Tranformer for Rod Elliott 'Lateral MOSFET Power Amplifier'?

I'm thinking of building a Rod Elliott Lateral MOSFET Power Amplifier and in the power supply section of the article he specs. the transformers that are usable as:

"AC Volts DC Volts VA Power (8Ω)
20-0-20 ±28V 100 40 Probably too low for most applications,
25-0-25 ±35V 100 50 Fine for use in a biamped hi-fi system
30-0-30 ±42V 160 80 Maximum voltage for low power version
40-0-40 ±56V 200 150 Recommended supply voltage for high power
50-0-50 ±70V 300 240 Absolute maximum. Can be used, but not recommended - aim for a lower voltage if possible"

I have a 30-0-30 300VA transformer that I would like to use so it is almost double the VA that Rod specifies, any chance that someone would please let me know if this is usable?


Project 101 - High Fidelity Lateral MOSFET power amplifier


Thanks.
 
I see little in P101 that would qualify it as "very good indeed", although it should be easily good enough for a plate amp (not the very most demanding application in terms of distortion or damping factor anyway, simply because you are running into driver limitations first and there generally is no passive crossover to contend with to speak of, a dropper resistor for the tweeter aside).

———

● **Written request**
Write the next part of the forum discussion about the amplifier transformer, starting after its last sentence.

● **Dataset content**

———

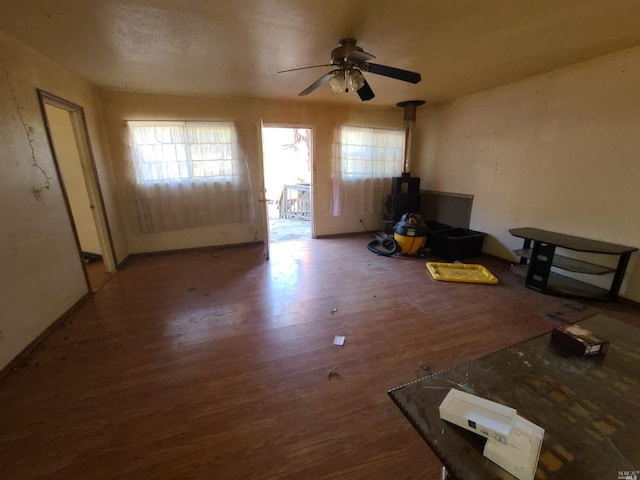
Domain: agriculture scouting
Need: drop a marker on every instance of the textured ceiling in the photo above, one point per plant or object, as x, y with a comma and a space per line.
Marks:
235, 48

———

● **Answer below**
No provisions are made for an output inductor, making for a worse tradeoff between slew rate and stability (via Miller capacitor C3) than it could be.
I am guessing he kept the bootstrapped resistor thing for the VAS in order to have more voltage swing for driving the MOSFETs. This generally comes with a hit in load immunity though.
The input stage is guaranteed to be unbalanced because current mirror currents do not equal input transistor currents (VAS base current is added to one side in between). Beta for an MJE350 at 10 mA is about 90, so that would be a ~110 µA imbalance.

If the tweeter section is going to have a dropper resistor in series anyway (significant bringing up load impedance), some adjustments to its amplifier section should be considered. Swap MJE350 for e.g. KSA1220(A) at ~3 mA or so, reduce C3 (maybe ~47 pF?), wind a ~1.5 µH air-core output inductor and add a 4.7 ohm 3 W parallel resistor to it.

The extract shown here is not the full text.